WRITTEN REQUEST: Write out the data below again, swapping every occurrence of "largest circle" for "biggest circle" and keeping everything else the same.

━━━ EXERCISE DATA ━━━

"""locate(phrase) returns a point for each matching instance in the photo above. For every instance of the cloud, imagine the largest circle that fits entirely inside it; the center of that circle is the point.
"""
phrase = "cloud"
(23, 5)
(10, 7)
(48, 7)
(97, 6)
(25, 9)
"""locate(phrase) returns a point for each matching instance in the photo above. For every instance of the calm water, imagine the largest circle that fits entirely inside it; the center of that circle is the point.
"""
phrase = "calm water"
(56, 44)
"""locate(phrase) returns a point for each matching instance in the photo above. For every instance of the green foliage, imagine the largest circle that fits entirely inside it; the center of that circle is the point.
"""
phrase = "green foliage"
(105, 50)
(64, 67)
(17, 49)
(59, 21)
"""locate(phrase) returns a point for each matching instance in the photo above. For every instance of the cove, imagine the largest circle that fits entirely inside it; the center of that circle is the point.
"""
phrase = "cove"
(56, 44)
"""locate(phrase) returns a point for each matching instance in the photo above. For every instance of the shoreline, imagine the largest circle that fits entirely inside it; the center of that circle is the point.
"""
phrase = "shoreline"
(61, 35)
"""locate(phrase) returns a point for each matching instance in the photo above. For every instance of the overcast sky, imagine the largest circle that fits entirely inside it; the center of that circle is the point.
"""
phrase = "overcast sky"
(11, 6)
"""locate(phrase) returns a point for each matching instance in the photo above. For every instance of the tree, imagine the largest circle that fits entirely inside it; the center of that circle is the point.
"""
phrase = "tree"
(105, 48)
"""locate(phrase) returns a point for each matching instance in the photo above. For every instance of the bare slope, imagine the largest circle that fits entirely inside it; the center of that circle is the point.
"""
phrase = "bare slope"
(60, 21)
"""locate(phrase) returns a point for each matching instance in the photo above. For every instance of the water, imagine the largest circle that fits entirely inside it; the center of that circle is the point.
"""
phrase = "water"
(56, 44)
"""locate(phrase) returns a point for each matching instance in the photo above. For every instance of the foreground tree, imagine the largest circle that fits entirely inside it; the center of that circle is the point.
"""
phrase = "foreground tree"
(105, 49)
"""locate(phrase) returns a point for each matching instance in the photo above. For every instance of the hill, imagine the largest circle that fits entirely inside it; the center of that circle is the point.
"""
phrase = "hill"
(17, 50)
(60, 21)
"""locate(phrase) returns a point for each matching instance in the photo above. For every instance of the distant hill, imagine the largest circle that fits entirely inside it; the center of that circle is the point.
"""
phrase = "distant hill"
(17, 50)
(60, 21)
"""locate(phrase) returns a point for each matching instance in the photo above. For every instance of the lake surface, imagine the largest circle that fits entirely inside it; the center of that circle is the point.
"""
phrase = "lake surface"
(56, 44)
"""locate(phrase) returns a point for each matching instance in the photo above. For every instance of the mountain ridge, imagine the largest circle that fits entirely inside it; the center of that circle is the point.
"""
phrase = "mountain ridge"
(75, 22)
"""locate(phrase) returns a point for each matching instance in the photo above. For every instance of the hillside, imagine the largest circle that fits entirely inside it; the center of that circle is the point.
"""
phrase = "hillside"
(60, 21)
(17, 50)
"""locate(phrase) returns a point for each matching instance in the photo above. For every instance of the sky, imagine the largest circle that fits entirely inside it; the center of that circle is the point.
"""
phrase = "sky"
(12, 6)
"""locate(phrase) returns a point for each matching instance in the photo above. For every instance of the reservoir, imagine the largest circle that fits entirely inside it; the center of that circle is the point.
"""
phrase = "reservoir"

━━━

SOLUTION:
"""locate(phrase) returns a point for each matching instance in the photo above. For every instance of the cloud, imagine the biggest circle that fits entirely inside it; the center of that circle is the point.
"""
phrase = "cloud"
(23, 5)
(10, 7)
(48, 7)
(97, 6)
(25, 9)
"""locate(phrase) returns a point for each matching instance in the photo above. For every instance of the calm water, imagine the biggest circle that fits entirely inside it; the center of that circle is the point.
"""
phrase = "calm water"
(56, 44)
"""locate(phrase) returns a point for each matching instance in the photo above. For every instance of the green foliage, imagine the biggest circle that fits entirely inside it; the center of that circle is the point.
"""
phrase = "green foliage"
(105, 50)
(64, 67)
(17, 49)
(59, 21)
"""locate(phrase) returns a point for each matching instance in the photo above. For every instance of the cove, imagine the biggest circle that fits entirely inside it; the center of that circle is the point.
"""
phrase = "cove"
(56, 44)
"""locate(phrase) returns a point for each matching instance in the photo above. For every instance of the shoreline, imagine the biggest circle that fits entirely inside it; the center of that circle is the point.
"""
phrase = "shoreline"
(61, 35)
"""locate(phrase) returns a point for each matching instance in the photo above. For every instance of the overcast sky, imagine the biggest circle that fits entirely inside it; the center of that circle is the point.
"""
phrase = "overcast sky"
(11, 6)
"""locate(phrase) returns a point for each matching instance in the photo above. For every instance of the tree, imagine the biggest circle that fits entirely inside it; the center of that circle is the point.
"""
phrase = "tree"
(105, 48)
"""locate(phrase) returns a point for each matching instance in the photo above. For every instance of the bare slope, imagine the biggest circle that fits entirely inside it; the center of that circle is the point.
"""
phrase = "bare slope"
(60, 21)
"""locate(phrase) returns a point for each matching instance in the photo above. For every instance of the water, imagine the biggest circle that fits entirely inside it; the center of that circle is the point.
"""
phrase = "water"
(56, 44)
"""locate(phrase) returns a point for each matching instance in the photo above. For every instance of the foreground tree, imagine the biggest circle that fits entirely inside it; the center of that circle is the point.
"""
phrase = "foreground tree"
(105, 49)
"""locate(phrase) returns a point for each matching instance in the photo above. For every instance of the hill, imagine the biggest circle that fits entirely inside it; the center of that circle is the point.
"""
phrase = "hill"
(17, 50)
(60, 21)
"""locate(phrase) returns a point for each matching instance in the photo above. For every instance of the distant hill, imagine the biggest circle that fits entirely inside it; the center of that circle is the point.
"""
phrase = "distant hill"
(17, 50)
(60, 21)
"""locate(phrase) returns a point for each matching instance in the photo above. For every instance of the lake surface, imagine the biggest circle that fits entirely inside it; the center of that circle is the point.
"""
phrase = "lake surface"
(56, 44)
"""locate(phrase) returns a point for each matching instance in the photo above. For every instance of the mountain ridge, imagine the biggest circle that fits entirely inside it; the center of that circle is the point.
"""
phrase = "mountain ridge"
(75, 22)
"""locate(phrase) returns a point for each matching instance in the photo above. For every instance of the hillside, imagine the biggest circle that fits entirely inside it; the center of that circle is the point.
"""
phrase = "hillside"
(60, 21)
(17, 50)
"""locate(phrase) returns a point for each matching instance in the photo above. For every instance of the sky, imagine the biggest circle that fits entirely inside it; the center of that circle is the point.
"""
phrase = "sky"
(12, 6)
"""locate(phrase) returns a point for each matching instance in the photo above. For every instance of the reservoir, imagine the biggest circle that fits entirely inside it; the center of that circle is the point.
"""
phrase = "reservoir"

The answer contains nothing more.